▶ [PROBLEM TO SOLVE]: Exactly the lines from the opening of the data through the line containing "257L410 274L435 280L451" should be reproduced, please, with nothing added.

[Stored records]
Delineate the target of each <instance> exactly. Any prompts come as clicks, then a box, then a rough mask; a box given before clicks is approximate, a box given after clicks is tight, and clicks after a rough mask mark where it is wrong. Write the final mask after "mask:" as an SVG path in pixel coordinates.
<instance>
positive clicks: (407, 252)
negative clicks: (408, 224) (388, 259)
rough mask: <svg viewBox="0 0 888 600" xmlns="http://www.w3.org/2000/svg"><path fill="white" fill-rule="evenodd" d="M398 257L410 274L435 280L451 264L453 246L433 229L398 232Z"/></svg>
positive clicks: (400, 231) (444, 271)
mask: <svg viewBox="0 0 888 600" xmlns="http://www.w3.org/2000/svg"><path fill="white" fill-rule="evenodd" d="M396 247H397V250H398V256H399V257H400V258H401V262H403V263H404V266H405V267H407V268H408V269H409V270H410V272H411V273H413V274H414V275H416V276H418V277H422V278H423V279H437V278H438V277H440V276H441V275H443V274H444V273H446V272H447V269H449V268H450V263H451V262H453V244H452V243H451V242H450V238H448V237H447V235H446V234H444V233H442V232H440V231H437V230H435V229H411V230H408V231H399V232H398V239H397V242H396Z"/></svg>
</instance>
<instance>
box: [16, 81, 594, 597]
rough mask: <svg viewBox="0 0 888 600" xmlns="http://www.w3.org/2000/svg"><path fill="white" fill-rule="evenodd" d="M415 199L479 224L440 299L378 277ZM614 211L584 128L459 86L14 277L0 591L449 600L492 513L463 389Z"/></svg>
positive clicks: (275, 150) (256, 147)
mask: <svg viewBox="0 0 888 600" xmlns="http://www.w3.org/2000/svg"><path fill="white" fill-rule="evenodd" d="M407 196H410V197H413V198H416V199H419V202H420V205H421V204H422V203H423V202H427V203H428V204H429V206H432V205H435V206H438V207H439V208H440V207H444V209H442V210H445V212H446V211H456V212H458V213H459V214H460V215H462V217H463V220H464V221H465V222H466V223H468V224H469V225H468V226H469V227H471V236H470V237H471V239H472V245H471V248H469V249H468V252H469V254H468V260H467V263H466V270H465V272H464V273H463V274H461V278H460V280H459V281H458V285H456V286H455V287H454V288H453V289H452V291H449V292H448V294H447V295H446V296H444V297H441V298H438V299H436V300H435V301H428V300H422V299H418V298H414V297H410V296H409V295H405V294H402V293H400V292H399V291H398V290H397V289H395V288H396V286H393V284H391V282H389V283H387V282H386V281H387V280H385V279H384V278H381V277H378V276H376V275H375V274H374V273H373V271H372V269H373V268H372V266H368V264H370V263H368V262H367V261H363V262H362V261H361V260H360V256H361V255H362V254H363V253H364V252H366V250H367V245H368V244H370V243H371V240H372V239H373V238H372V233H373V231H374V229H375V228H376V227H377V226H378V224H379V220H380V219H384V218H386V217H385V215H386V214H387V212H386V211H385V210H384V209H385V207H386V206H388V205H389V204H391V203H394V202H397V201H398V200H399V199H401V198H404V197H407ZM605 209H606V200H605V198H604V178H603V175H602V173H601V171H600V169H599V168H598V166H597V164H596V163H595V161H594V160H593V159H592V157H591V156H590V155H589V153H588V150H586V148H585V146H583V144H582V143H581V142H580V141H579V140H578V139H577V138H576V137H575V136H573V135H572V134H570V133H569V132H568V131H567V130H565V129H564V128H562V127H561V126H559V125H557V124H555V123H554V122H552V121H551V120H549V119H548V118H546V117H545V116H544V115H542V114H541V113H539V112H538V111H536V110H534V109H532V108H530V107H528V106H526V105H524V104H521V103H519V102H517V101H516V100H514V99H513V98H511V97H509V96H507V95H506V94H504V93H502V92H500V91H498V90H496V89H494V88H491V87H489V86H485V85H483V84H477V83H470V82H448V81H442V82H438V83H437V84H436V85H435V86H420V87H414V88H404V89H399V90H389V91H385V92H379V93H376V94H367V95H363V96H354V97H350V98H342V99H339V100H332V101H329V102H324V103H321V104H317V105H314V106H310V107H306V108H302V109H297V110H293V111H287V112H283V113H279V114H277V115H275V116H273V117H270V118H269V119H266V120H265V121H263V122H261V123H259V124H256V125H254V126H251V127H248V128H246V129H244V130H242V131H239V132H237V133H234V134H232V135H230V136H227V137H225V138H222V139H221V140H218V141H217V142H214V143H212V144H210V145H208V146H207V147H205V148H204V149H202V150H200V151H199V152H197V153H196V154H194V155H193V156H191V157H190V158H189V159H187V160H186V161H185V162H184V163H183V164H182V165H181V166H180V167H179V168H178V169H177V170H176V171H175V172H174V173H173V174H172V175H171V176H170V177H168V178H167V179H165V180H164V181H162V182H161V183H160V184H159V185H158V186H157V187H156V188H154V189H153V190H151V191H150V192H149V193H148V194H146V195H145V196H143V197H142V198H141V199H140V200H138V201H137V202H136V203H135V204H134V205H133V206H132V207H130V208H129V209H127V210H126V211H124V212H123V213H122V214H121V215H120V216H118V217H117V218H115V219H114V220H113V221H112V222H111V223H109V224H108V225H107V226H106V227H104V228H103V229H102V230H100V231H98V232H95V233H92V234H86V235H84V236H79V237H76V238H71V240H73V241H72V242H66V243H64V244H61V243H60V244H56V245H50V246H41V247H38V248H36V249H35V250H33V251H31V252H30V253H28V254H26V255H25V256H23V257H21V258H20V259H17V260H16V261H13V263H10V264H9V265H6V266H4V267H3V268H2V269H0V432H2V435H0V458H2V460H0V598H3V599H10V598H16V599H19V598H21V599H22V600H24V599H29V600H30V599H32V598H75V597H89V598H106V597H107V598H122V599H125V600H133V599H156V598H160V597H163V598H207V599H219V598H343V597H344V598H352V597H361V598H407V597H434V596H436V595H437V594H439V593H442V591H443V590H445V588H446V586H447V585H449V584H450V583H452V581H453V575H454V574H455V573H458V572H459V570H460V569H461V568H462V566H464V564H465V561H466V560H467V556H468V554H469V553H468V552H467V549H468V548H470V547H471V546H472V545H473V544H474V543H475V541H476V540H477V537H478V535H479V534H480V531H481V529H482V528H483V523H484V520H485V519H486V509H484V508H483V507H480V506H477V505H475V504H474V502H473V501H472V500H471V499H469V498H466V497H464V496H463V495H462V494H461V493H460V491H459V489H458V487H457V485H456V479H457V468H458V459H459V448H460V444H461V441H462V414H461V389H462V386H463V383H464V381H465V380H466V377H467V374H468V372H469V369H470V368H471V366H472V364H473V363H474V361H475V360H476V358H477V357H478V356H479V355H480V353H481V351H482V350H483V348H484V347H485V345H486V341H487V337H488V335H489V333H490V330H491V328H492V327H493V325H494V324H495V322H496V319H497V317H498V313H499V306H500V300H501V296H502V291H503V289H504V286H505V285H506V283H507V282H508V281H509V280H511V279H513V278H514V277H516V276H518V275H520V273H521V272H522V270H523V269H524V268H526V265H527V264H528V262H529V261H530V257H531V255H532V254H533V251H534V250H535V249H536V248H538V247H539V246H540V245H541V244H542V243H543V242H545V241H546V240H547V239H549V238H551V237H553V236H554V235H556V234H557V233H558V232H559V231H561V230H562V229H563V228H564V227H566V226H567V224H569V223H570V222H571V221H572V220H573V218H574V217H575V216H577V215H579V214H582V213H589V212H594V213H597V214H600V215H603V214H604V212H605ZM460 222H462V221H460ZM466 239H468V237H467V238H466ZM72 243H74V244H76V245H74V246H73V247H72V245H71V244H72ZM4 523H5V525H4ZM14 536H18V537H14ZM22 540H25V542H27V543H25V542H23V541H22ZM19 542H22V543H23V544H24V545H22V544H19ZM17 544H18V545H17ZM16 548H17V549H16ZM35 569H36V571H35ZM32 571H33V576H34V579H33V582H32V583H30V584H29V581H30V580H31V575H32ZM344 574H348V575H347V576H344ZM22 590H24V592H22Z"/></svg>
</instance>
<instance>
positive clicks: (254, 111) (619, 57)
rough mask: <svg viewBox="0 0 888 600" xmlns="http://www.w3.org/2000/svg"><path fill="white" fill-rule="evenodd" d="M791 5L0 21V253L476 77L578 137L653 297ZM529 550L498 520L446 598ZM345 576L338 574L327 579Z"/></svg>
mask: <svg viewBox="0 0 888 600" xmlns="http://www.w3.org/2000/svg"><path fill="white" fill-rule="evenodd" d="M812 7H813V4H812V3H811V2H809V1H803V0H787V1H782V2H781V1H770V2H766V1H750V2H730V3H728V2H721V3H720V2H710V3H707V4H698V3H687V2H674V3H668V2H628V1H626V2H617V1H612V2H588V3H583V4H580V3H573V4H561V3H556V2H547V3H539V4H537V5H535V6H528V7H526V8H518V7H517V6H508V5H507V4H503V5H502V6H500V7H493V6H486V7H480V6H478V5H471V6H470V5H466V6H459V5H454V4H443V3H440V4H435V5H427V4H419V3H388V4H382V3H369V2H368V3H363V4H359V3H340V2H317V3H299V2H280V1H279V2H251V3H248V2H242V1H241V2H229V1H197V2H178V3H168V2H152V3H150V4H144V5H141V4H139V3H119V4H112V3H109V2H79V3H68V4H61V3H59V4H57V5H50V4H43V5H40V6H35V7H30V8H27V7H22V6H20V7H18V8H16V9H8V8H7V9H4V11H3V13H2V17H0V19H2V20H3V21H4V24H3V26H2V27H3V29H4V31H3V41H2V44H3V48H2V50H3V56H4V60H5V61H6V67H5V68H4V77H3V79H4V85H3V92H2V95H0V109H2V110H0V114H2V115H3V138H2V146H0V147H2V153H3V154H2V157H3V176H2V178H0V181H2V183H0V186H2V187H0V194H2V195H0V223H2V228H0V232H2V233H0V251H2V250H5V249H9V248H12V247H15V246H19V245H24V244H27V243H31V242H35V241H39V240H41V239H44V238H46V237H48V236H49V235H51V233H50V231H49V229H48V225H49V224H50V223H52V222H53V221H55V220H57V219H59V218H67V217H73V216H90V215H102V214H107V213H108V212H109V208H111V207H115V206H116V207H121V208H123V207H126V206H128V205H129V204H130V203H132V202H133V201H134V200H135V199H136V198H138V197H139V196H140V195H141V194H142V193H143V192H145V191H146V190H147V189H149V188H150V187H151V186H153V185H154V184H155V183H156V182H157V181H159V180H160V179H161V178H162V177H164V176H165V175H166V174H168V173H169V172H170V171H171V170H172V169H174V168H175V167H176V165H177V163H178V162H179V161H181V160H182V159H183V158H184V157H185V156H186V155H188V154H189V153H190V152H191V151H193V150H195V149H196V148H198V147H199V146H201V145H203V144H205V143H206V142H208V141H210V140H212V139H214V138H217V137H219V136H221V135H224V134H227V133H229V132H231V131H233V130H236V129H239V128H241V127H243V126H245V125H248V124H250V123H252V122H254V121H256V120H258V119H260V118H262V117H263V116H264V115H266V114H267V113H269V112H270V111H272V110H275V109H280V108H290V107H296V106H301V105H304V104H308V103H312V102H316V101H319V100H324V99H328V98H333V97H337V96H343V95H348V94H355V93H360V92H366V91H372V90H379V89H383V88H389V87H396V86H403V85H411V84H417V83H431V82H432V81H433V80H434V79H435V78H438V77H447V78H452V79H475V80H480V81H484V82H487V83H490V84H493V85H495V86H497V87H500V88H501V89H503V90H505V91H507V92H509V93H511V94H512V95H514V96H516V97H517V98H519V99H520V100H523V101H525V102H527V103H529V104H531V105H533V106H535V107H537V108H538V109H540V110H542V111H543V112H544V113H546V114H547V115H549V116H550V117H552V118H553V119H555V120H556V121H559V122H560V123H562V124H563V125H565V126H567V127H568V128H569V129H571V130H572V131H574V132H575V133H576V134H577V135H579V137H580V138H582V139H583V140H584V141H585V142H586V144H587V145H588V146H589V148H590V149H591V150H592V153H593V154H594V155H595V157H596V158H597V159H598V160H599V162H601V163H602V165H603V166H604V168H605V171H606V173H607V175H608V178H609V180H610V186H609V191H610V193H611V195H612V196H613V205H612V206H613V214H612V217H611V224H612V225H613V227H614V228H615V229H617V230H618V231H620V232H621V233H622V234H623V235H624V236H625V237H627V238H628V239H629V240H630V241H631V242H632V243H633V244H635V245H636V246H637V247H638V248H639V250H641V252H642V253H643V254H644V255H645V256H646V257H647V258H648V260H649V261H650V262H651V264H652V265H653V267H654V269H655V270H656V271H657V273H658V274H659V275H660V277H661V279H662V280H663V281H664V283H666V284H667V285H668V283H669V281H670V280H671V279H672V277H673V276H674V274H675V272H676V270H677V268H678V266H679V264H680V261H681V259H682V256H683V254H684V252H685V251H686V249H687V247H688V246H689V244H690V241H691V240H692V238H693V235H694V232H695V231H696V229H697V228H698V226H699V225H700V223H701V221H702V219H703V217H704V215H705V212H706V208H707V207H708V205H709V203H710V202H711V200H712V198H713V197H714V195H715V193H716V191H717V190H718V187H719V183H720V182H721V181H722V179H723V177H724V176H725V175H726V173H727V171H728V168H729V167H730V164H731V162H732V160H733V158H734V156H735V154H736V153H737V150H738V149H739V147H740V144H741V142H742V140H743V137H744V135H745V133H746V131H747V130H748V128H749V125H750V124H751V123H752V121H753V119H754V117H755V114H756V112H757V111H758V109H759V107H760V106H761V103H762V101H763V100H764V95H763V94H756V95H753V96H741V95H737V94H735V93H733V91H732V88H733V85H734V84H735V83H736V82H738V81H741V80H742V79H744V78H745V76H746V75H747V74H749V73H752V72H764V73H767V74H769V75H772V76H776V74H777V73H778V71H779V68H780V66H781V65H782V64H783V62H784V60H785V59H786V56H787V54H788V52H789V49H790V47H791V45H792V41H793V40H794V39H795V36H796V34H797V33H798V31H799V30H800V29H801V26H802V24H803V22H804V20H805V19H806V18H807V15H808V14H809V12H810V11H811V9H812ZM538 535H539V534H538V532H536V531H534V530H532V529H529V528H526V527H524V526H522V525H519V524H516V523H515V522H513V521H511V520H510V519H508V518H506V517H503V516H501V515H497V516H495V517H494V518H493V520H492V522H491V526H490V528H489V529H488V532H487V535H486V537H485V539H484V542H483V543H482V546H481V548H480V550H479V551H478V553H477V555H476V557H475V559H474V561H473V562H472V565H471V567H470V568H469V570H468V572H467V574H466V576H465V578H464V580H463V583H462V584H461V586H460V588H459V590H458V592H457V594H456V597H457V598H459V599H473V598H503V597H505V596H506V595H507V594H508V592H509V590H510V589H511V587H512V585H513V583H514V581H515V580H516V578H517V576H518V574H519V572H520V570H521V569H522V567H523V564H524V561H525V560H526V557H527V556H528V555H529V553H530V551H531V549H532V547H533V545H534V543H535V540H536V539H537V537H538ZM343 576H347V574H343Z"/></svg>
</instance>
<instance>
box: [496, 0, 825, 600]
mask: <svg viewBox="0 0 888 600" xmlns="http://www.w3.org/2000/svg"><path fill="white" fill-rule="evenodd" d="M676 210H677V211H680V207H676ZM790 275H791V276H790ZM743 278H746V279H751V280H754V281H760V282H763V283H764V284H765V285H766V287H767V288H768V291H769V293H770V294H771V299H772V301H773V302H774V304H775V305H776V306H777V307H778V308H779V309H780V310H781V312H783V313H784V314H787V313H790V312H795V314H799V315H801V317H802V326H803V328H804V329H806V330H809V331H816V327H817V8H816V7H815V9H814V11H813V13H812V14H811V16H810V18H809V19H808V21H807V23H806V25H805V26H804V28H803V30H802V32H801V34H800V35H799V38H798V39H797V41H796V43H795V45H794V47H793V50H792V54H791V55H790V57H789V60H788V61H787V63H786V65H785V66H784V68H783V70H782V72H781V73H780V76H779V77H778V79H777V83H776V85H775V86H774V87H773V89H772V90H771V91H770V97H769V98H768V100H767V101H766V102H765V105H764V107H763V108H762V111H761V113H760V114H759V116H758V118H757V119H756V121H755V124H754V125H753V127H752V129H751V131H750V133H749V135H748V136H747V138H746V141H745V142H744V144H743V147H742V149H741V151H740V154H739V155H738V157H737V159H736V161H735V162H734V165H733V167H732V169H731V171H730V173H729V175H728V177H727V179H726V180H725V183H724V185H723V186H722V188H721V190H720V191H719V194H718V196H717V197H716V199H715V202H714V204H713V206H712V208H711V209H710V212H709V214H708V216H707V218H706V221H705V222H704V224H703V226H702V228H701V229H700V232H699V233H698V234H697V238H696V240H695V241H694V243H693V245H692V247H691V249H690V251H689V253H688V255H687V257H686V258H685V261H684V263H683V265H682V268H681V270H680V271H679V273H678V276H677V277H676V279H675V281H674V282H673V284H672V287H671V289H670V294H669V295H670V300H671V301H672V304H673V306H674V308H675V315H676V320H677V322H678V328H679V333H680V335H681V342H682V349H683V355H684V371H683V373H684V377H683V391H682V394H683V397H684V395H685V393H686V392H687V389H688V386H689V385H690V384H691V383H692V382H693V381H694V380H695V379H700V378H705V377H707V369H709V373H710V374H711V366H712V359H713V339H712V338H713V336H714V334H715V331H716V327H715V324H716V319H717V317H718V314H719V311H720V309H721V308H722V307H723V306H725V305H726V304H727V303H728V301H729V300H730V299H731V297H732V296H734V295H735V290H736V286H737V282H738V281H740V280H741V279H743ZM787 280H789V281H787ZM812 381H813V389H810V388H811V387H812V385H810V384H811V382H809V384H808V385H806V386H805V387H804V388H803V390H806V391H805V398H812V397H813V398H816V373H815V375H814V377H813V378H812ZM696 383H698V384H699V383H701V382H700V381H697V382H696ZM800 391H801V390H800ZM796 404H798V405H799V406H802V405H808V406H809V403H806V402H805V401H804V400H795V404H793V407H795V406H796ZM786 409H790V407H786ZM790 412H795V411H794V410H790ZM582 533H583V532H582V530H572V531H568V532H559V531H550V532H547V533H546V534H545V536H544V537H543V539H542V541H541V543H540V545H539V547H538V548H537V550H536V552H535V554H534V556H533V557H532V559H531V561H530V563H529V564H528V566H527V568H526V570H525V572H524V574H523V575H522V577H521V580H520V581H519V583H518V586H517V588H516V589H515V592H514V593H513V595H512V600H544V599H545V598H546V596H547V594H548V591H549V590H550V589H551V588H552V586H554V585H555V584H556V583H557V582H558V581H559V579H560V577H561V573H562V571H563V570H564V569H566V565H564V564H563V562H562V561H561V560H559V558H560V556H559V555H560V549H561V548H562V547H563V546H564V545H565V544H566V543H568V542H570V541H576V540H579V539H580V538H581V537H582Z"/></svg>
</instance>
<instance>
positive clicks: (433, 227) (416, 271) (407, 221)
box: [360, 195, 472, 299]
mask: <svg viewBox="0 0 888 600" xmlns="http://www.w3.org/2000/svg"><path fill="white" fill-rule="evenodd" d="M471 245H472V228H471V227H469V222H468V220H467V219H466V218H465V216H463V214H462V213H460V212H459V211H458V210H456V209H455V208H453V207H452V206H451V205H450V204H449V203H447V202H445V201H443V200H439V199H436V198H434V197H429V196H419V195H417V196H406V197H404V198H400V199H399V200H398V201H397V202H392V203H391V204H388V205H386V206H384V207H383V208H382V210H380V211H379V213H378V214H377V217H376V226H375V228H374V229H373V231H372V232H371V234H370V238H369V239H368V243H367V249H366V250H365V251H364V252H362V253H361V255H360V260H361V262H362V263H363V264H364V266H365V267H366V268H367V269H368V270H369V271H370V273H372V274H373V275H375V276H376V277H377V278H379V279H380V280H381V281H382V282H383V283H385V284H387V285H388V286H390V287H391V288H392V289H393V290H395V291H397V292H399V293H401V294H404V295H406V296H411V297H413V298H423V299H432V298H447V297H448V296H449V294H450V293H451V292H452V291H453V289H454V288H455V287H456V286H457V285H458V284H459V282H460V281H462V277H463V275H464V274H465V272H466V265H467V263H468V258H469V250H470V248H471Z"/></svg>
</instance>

▶ [YOUR SOLUTION]:
Delineate the target of each <instance> exactly. Any prompts come as clicks, then a box, then a rough mask; a box given before clicks is approximate, a box given after clicks is tight, and clicks after a rough mask mark where it is wrong. Write the final mask after "mask:" as an SVG path in pixel coordinates.
<instance>
positive clicks: (407, 252)
negative clicks: (408, 224) (388, 259)
rough mask: <svg viewBox="0 0 888 600" xmlns="http://www.w3.org/2000/svg"><path fill="white" fill-rule="evenodd" d="M398 257L410 274L435 280L451 264L453 246L433 229L398 232Z"/></svg>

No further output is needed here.